● **提示本文**:

++++++++++++++++++++

自殺を図ったのは30歳になる少し前、29歳のときでした。仕事に追われ、2日寝ていませんでした。一人暮らしをしていた自宅マンションでクビをつりました。あのまま死んでいたら、今でいう「過労自殺」だったのかもしれません・・・。

小学生のときに野球を始めました。決してセンスがあったわけではありません。人一倍なのかどうかはわかりませんが、とにかくコツコツと練習を重ねてようやくレギュラーになれました。高校の野球部ではキャプテンも務めました。勉強もそうです。飛びぬけてできたわけではなく積み重ねてやってきました。大学入試も一度失敗し、浪人して大学に入りました。一番好きな言葉は、『努力に勝る天才はなし』でした。高校生のとき、朝日新聞阪神支局襲撃事件が起きました。暴力や権力に対して、ひるむことなく立ち向かう記者の姿に魅せられ、「報道記者」という仕事に就きたいと考えるようになりました。就職の時期がちょうどバブル絶頂期だったこともあって希望した今の会社に入ることができました。ざっと振り返ると、順調な人生だと思います。

++++++++++++++++++++

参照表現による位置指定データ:
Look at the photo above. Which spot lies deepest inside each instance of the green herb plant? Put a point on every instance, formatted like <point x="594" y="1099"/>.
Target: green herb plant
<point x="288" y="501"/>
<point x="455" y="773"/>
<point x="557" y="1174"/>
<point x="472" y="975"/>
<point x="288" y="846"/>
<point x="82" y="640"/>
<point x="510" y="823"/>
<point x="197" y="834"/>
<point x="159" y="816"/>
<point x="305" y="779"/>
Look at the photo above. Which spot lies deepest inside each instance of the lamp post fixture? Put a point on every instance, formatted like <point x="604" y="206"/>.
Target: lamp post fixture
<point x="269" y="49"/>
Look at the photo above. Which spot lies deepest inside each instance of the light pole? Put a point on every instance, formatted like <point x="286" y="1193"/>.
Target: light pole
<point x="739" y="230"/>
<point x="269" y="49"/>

++++++++++++++++++++

● **やること**:
(1) 次の(a)〜(c)が本文の内容と合うかを判断し、それぞれ「はい」か「いいえ」で答え、決め手となる本文の語句をそのまま引用すること。
(a) 高校の野球部ではキャプテンを務めた。
(b) 大学には一度の受験で合格した。
(c) 自殺を図った場所は家族と暮らす実家だった。
(2) 本文の「自殺を図ったのは30歳になる」から「と、順調な人生だと思います。」までを、一字も変えずに書き写すこと。
行は使わなくてよい。

● **各項目の答え**:
(1)
(a) はい。「高校の野球部ではキャプテンも務めました。」
(b) いいえ。「大学入試も一度失敗し、浪人して大学に入りました。」
(c) いいえ。「一人暮らしをしていた自宅マンションでクビをつりました。」

(2)
自殺を図ったのは30歳になる少し前、29歳のときでした。仕事に追われ、2日寝ていませんでした。一人暮らしをしていた自宅マンションでクビをつりました。あのまま死んでいたら、今でいう「過労自殺」だったのかもしれません・・・。

小学生のときに野球を始めました。決してセンスがあったわけではありません。人一倍なのかどうかはわかりませんが、とにかくコツコツと練習を重ねてようやくレギュラーになれました。高校の野球部ではキャプテンも務めました。勉強もそうです。飛びぬけてできたわけではなく積み重ねてやってきました。大学入試も一度失敗し、浪人して大学に入りました。一番好きな言葉は、『努力に勝る天才はなし』でした。高校生のとき、朝日新聞阪神支局襲撃事件が起きました。暴力や権力に対して、ひるむことなく立ち向かう記者の姿に魅せられ、「報道記者」という仕事に就きたいと考えるようになりました。就職の時期がちょうどバブル絶頂期だったこともあって希望した今の会社に入ることができました。ざっと振り返ると、順調な人生だと思います。